** Exercise details **
Please count the lines in the rows below that contain the string "small", where case counts. Reply with the number only.

----- Materials provided -----

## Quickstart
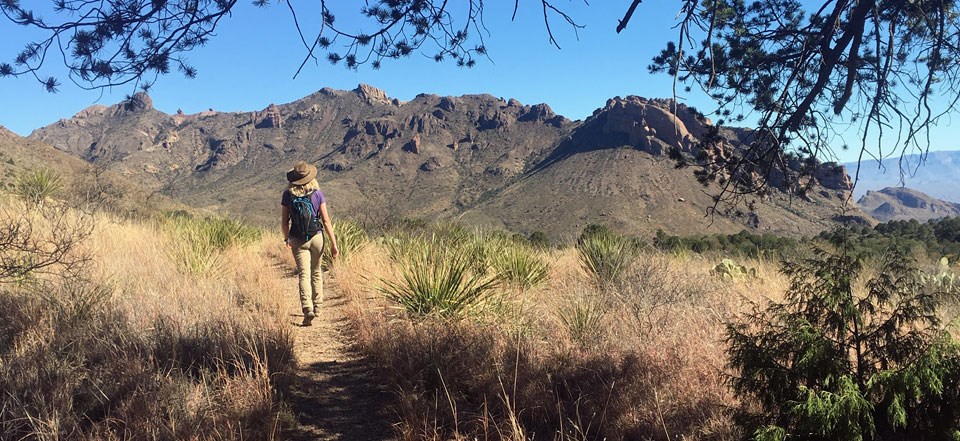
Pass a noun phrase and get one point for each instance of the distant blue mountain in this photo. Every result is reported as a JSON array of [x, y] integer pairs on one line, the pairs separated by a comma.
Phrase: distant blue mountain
[[936, 174]]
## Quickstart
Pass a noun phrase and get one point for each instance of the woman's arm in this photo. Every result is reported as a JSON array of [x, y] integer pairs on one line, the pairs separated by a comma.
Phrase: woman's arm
[[285, 223], [328, 227]]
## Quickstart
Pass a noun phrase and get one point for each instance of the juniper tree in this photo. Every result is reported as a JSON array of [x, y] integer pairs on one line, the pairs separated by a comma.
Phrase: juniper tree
[[845, 359]]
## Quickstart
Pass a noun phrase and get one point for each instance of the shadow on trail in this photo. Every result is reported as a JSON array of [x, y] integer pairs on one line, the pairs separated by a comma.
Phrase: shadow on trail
[[338, 402]]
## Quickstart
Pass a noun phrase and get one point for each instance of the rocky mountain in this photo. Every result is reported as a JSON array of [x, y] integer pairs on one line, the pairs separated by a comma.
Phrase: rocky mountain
[[19, 155], [899, 203], [934, 174], [475, 157]]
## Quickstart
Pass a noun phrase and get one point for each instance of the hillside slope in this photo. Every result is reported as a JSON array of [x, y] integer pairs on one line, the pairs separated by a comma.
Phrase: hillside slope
[[476, 157], [19, 155], [935, 175], [899, 203]]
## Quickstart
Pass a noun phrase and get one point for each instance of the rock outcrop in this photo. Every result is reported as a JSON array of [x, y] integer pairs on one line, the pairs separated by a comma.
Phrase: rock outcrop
[[900, 203], [7, 134], [371, 95], [268, 118], [139, 102]]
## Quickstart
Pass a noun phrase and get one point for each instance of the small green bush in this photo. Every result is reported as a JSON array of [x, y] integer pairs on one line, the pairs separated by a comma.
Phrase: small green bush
[[351, 237], [37, 186], [727, 269], [520, 266], [606, 257], [436, 280], [583, 321], [200, 242], [539, 239]]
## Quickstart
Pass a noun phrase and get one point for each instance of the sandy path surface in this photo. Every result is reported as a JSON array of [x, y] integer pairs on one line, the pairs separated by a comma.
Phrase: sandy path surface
[[336, 395]]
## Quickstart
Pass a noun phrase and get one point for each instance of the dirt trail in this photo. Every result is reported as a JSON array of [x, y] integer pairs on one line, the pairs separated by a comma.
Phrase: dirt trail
[[335, 393]]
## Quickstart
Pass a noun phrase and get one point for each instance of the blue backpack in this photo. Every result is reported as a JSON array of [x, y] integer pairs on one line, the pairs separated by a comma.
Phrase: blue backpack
[[304, 220]]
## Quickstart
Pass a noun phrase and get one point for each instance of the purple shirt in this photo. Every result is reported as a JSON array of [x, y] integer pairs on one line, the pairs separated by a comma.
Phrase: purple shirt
[[316, 198]]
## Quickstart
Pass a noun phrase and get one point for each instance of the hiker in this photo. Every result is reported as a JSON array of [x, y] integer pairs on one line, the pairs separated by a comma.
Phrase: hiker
[[304, 219]]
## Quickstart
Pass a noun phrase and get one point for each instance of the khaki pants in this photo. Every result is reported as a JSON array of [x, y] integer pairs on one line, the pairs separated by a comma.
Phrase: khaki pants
[[307, 255]]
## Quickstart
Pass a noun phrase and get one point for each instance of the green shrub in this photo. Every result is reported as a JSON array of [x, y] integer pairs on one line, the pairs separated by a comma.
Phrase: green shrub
[[605, 257], [835, 362], [727, 269], [351, 237], [200, 242], [436, 280], [583, 321], [37, 186], [519, 266], [540, 240]]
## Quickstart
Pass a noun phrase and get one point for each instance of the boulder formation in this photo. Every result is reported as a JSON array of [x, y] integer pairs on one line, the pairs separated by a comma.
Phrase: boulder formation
[[7, 134], [268, 118], [371, 95]]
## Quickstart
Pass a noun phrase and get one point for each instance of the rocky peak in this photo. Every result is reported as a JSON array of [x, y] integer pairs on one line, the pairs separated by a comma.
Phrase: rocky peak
[[6, 133], [371, 95], [268, 118], [139, 102], [650, 125]]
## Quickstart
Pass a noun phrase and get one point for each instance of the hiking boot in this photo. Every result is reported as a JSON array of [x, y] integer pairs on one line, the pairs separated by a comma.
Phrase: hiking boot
[[308, 316]]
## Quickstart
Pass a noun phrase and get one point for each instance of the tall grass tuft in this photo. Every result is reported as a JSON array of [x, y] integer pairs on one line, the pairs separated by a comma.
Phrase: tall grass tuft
[[437, 281], [37, 186], [606, 257]]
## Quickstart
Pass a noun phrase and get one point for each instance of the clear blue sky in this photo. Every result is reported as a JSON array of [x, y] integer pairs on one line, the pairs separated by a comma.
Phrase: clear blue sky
[[251, 62]]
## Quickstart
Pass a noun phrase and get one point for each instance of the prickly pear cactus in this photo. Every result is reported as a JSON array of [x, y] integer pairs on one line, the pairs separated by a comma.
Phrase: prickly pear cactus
[[727, 269], [943, 279]]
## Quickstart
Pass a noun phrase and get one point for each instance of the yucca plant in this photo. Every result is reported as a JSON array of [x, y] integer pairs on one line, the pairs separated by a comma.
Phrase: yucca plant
[[37, 186], [520, 266], [606, 257], [351, 237], [438, 282], [583, 320], [200, 242]]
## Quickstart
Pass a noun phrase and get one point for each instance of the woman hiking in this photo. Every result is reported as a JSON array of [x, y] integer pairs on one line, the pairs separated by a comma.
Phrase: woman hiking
[[304, 219]]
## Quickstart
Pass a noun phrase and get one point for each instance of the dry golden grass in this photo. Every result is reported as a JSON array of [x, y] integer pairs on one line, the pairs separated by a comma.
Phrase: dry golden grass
[[532, 369], [130, 346]]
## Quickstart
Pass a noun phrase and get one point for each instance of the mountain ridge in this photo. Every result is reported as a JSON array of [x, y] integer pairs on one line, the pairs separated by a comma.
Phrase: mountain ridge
[[900, 203], [933, 174], [472, 157]]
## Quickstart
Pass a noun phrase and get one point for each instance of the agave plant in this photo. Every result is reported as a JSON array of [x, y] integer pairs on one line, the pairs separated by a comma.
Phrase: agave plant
[[38, 186], [438, 282], [606, 257], [519, 266]]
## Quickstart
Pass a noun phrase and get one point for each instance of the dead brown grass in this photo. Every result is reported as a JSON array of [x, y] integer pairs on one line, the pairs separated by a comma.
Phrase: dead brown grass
[[652, 369], [133, 348]]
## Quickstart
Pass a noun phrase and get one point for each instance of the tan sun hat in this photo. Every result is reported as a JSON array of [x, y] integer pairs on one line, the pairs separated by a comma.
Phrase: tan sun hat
[[302, 173]]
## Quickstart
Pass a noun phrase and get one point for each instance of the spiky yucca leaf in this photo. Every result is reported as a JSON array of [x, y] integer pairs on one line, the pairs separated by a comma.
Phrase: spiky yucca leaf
[[438, 282], [520, 266]]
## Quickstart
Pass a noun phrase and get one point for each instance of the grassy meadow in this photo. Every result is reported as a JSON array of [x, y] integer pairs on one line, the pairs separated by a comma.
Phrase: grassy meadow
[[175, 326], [116, 328]]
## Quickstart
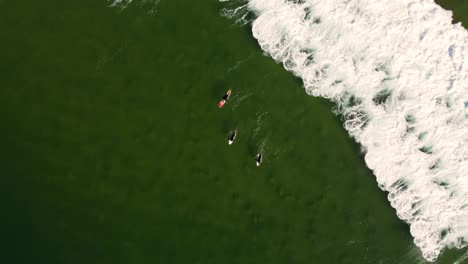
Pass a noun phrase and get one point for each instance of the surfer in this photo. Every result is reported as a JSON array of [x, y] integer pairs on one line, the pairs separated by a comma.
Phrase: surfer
[[224, 99], [258, 159], [232, 137]]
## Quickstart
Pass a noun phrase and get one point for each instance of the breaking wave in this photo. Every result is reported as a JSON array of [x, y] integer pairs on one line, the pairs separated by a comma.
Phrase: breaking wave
[[396, 70]]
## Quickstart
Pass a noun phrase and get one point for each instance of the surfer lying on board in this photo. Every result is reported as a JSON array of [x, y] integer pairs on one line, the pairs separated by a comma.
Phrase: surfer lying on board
[[224, 99], [259, 159], [232, 137]]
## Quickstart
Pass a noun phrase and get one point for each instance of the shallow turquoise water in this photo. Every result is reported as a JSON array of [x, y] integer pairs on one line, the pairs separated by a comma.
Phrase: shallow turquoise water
[[114, 150]]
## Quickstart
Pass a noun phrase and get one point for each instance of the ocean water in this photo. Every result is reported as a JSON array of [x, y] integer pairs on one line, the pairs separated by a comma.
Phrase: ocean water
[[396, 70], [114, 150]]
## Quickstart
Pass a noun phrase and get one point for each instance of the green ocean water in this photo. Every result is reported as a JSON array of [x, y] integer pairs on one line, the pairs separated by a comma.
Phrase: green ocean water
[[113, 149]]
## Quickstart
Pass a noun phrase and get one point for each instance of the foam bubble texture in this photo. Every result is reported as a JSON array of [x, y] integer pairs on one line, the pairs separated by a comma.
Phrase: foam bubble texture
[[397, 72]]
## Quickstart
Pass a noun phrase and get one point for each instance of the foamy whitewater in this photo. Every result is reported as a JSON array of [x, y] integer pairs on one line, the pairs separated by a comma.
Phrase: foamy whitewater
[[397, 72]]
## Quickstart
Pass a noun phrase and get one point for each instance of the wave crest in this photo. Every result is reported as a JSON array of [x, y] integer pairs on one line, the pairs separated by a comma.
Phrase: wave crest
[[396, 70]]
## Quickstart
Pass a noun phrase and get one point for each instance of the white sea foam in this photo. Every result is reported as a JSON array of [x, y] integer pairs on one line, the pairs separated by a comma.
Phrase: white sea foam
[[397, 71]]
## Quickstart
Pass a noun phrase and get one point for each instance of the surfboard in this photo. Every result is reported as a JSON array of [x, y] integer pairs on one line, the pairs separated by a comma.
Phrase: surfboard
[[222, 102]]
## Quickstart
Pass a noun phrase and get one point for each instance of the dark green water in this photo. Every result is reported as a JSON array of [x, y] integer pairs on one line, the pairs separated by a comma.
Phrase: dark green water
[[114, 151]]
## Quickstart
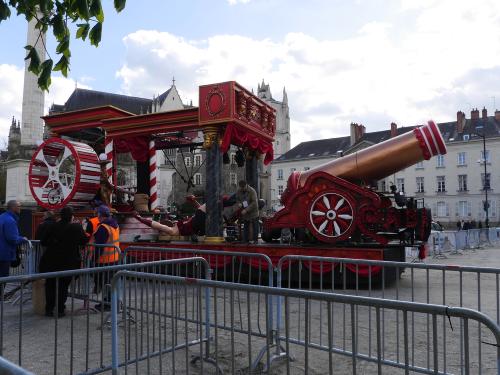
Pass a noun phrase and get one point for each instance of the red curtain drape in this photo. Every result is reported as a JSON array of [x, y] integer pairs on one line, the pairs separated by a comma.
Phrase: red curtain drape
[[238, 137]]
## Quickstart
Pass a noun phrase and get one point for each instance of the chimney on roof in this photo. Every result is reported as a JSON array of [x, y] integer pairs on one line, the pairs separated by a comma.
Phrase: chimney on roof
[[354, 126], [394, 129], [474, 114], [360, 131], [357, 132], [460, 122]]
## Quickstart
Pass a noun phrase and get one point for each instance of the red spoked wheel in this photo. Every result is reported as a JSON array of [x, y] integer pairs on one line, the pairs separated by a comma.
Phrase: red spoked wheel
[[331, 216], [63, 173]]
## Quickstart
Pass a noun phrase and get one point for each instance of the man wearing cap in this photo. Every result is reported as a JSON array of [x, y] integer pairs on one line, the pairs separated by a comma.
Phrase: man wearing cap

-----

** Output for this exercise **
2